> [PASSAGE]:
▼
Over 200 farm women braved the rain and cold to march to Parliament in Cape Town on Tuesday.

Under the banner of the Women on Farms Project (WFP), they carried placards that read: “Don’t poison us” and “Ban pesticides now”.

The protest was over a decision by the Department of Agriculture, Land Reform and Rural Development to renege on a promise to phase out harmful pesticides by June 2024.

Police threw stun grenades at the women after they broke past the police line at the gates of Parliament. Some women threw their placards over the gates, some of which were thrown back. They also threw water at the police. Using their shields, police pushed the women back.

In April 2022, the department gave notice that certain pesticides, including chemicals linked to cancer, genetic mutations, and harmful to reproductive health, would be phased out and banned by this month.

In September 2022, we reported that the department was in talks with the industry about this.

But instead of phasing out pesticides, the department recently gazetted guidelines for applicants to apply for “derogation” of a “substance of concern” and be granted an exemption to use the pesticides.

In a memorandum, the Women on Farms Project (WFP) said the guidelines do not provide the criteria the department’s registrar will use to decide on the registration of pesticides; that there is an “unreasonably short” period of 30 days to provide any comments on applications; and that there is no appeals process for interested parties, such as farm workers, after a decision is made.
▲
> [REQUIRED WORK]:
**1)** In the pesticide protest report, by when had the department promised to phase out harmful pesticides?
**2)** Add the next few paragraphs to the pesticide protest report, following on from its final sentence.

> [ENTRIES PROVIDED]:
▼
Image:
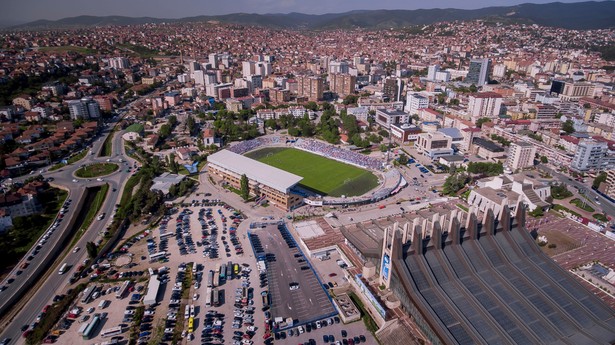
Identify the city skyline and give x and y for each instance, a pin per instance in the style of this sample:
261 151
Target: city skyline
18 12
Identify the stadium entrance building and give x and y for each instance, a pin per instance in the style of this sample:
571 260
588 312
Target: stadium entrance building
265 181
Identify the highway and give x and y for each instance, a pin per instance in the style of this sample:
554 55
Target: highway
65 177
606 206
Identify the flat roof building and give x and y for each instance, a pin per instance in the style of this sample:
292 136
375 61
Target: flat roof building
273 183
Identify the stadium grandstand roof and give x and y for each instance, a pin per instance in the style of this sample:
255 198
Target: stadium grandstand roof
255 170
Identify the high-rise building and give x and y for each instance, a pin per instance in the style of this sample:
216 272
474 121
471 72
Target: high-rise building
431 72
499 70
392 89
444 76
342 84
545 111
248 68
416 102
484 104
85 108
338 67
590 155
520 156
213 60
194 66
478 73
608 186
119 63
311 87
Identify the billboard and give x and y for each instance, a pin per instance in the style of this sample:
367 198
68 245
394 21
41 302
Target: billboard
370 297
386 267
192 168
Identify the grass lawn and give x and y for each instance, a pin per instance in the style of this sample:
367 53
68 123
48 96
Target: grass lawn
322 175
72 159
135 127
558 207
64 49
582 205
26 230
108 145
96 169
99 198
▲
> [ANSWERS PER TASK]:
**1)** By June 2024.

**2)**
“This move allows rich, resourced, and powerful corporations to undermine the safety and well-being of our agricultural workers and communities,” the memorandum reads.

The memorandum demands that pesticides already banned in the EU also be banned in South Africa, and that the registrar, Jonathan Madzunga, meet with the workers urgently.

The farm women say the new regulations were made without consulting them.

Colette Solomon, director at WFP, said farm workers have been “totally excluded now from the decision-making”. They “feel like their health interests have been totally overlooked”.

“To us it really does seem like it is a buckling of government to the interests of commercial farmers and, more importantly, to pesticide companies,” said Solomon.

“We won’t let them forget about the most important people in the equation – farm workers and dwellers,” she told the crowd.

Seasonal farm worker Engela Masobeng said: “You work here and right there the tractor is spraying.” If farm workers can grow crops without pesticides, then farmers also can, she said.

No one received the memorandum at Parliament.

The Department of Agriculture, Land Reform and Rural Development had not responded to GroundUp’s questions at the time of publication.

On Tuesday 4 June, under the banner of the Women on Farms Project, about 200 women marched to Parliament calling on government to ban the use of pesticides that are already banned in the EU.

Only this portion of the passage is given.